------ Excerpt provided

The US has so far provided over $2.3 billion in military assistance to Ukraine since Russia launched its military operation in the country last month after Kiev and its US-led Western sponsors refused to provide security guarantees demanded by Moscow.
Under the Ukraine Security Assistance Initiative, supplies and equipment are procured directly from US-based military industry contractors rather than drawing from Defense Department stocks, Kirby further underlined.
This is while a number of Republican lawmakers have slammed the Biden administration for taking too long to ship war-fighting equipment to Ukraine, claims the Pentagon rejected earlier in the week.
Virginia Congressman Rob Wittman chided top military leaders that deliveries were not being made fast enough during a House Armed Services Committee hearing on Wednesday.
Kirby disputed that notion during his press briefing on Thursday, insisting that the first delivery of an $800 million military aid package approved by US President Joe Biden on March 16 arrived in Ukraine four days later.

------------

§ **Written task 1**
In the excerpt on US military aid to Ukraine, which congressman scolded military leaders for slow deliveries?
§ **Written task 2**
Using the excerpt on US military aid to Ukraine, mark each statement yes or no and quote the words that decide it: (a) Supplies under the Ukraine Security Assistance Initiative are drawn from Defense Department stocks. (b) The $800 million aid package was approved on March 16. (c) The first delivery from that package reached Ukraine a week after approval.
§ **Written task 3**
Reproduce word for word the part of the excerpt on US military aid to Ukraine from "The US has so" up to and including "hearing on Wednesday.".

------ Source data

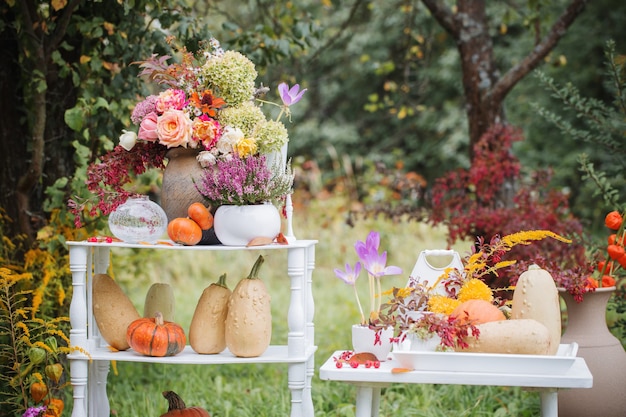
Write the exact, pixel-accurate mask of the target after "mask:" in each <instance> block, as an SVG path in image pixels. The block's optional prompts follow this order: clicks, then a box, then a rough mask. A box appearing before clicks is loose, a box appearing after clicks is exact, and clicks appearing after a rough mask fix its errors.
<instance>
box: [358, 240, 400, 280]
mask: <svg viewBox="0 0 626 417" xmlns="http://www.w3.org/2000/svg"><path fill="white" fill-rule="evenodd" d="M379 247H380V233H378V232H373V231H372V232H370V233H369V235H367V240H366V241H365V242H361V241H358V242H357V243H356V244H355V245H354V249H355V250H356V253H357V255H358V256H359V259H361V262H363V267H364V268H365V270H366V271H367V272H369V273H370V274H372V275H373V276H374V277H376V278H379V277H381V276H383V275H397V274H401V273H402V269H401V268H399V267H397V266H386V265H387V251H385V252H383V253H378V248H379Z"/></svg>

------------

§ **Written reply 1**
Virginia Congressman Rob Wittman

§ **Written reply 2**
(a) No: "procured directly from US-based military industry contractors rather than drawing from Defense Department stocks"
(b) Yes: "an $800 million military aid package approved by US President Joe Biden on March 16"
(c) No: "arrived in Ukraine four days later"

§ **Written reply 3**
The US has so far provided over $2.3 billion in military assistance to Ukraine since Russia launched its military operation in the country last month after Kiev and its US-led Western sponsors refused to provide security guarantees demanded by Moscow.
Under the Ukraine Security Assistance Initiative, supplies and equipment are procured directly from US-based military industry contractors rather than drawing from Defense Department stocks, Kirby further underlined.
This is while a number of Republican lawmakers have slammed the Biden administration for taking too long to ship war-fighting equipment to Ukraine, claims the Pentagon rejected earlier in the week.
Virginia Congressman Rob Wittman chided top military leaders that deliveries were not being made fast enough during a House Armed Services Committee hearing on Wednesday.